### WRITTEN EXERCISE
Starting with the line that contains "Where can you find the gold", copy every line through the end of the data below, exactly and with nothing added.

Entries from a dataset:

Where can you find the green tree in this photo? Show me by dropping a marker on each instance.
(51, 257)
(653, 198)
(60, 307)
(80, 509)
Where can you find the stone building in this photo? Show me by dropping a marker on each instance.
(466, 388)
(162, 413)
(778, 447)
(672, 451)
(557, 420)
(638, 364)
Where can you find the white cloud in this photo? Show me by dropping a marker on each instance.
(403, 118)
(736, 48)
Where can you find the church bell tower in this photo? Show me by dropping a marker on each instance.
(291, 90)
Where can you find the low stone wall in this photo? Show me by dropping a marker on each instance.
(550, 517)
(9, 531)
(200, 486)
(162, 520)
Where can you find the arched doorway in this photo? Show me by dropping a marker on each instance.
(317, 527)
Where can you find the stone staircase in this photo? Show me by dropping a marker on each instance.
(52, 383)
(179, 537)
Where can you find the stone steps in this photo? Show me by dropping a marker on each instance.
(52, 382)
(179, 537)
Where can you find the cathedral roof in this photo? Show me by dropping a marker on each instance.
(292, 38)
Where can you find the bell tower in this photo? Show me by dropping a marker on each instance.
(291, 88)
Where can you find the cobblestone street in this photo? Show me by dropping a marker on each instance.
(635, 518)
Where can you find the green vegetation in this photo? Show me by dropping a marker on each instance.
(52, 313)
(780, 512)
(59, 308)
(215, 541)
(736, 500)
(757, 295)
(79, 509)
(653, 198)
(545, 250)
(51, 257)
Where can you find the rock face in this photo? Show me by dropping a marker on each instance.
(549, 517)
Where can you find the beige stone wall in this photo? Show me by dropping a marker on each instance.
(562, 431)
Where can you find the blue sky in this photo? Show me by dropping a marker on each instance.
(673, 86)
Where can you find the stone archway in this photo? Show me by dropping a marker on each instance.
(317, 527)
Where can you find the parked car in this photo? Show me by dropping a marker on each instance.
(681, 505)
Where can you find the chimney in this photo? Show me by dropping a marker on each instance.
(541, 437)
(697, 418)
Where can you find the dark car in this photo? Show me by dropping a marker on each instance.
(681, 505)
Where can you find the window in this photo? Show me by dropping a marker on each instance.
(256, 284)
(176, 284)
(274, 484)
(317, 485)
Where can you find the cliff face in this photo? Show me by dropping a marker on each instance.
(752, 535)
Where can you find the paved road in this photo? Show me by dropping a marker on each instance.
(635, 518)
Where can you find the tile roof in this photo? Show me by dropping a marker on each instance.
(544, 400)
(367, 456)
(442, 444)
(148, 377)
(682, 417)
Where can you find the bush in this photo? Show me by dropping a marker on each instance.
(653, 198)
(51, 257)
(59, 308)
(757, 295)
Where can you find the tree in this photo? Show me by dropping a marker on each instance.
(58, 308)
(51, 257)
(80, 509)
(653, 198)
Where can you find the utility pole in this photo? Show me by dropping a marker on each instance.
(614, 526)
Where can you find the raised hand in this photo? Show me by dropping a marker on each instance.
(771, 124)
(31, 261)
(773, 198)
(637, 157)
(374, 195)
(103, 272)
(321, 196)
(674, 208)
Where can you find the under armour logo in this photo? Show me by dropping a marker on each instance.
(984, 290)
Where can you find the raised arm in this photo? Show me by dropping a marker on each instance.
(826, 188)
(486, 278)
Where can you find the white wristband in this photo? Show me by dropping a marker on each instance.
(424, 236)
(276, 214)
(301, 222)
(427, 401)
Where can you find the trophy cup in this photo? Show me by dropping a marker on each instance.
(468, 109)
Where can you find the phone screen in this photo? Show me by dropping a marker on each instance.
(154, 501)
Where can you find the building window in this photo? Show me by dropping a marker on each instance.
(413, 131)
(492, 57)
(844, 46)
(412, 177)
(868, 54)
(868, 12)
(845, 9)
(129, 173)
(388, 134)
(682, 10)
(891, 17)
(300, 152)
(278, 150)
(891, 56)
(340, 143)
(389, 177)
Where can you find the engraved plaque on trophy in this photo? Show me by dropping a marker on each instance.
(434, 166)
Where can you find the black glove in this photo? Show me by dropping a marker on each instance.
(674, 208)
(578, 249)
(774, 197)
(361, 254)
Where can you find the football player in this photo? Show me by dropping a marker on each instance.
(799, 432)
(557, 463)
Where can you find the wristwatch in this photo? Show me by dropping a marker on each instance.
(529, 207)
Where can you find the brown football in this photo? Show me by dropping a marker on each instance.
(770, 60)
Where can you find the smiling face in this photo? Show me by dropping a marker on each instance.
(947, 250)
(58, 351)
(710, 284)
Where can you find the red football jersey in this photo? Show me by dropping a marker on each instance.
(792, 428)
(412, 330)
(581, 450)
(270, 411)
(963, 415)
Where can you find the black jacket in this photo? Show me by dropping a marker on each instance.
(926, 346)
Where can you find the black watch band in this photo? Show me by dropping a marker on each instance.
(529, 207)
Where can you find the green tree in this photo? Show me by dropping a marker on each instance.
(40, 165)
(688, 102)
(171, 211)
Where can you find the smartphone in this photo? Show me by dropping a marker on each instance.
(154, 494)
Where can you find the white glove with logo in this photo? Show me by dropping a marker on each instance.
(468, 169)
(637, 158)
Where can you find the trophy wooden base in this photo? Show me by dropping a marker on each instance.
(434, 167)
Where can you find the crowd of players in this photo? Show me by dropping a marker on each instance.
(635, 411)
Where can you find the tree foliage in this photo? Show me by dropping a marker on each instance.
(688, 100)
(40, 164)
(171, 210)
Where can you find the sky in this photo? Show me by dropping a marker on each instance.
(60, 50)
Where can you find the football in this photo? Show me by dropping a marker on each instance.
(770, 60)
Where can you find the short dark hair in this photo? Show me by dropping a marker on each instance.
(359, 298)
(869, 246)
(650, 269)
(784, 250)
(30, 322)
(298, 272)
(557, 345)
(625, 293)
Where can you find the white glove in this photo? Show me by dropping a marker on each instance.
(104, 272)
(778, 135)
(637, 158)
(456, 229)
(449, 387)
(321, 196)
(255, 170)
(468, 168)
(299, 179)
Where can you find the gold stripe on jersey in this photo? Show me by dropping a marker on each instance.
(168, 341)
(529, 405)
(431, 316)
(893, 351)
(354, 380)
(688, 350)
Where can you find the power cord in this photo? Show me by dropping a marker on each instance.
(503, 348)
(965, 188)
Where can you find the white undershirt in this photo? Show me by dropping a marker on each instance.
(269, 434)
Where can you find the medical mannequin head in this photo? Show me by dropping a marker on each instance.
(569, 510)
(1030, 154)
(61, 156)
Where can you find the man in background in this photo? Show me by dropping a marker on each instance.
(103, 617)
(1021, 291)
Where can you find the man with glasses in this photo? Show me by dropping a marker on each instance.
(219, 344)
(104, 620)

### FINAL RESULT
Where can you find the gold stripe on jersey in this photo? Show me by dropping a marker on each instance.
(168, 341)
(529, 405)
(431, 316)
(893, 351)
(354, 380)
(688, 350)
Where can you find the power cord in this photo? Show me by dropping a marker on each instance.
(503, 348)
(965, 188)
Where can you find the white undershirt in this photo? Show me by dropping a marker on each instance.
(269, 434)
Where can you find the medical mannequin head in this photo? Show me by dropping a marker on each instance.
(569, 510)
(1030, 154)
(61, 156)
Where can you find the man in background in this photo? Show me by dropping a marker on each instance.
(103, 617)
(1021, 291)
Where can you find the man with glasses in this photo? Show me by dropping a marker on each instance.
(219, 344)
(104, 620)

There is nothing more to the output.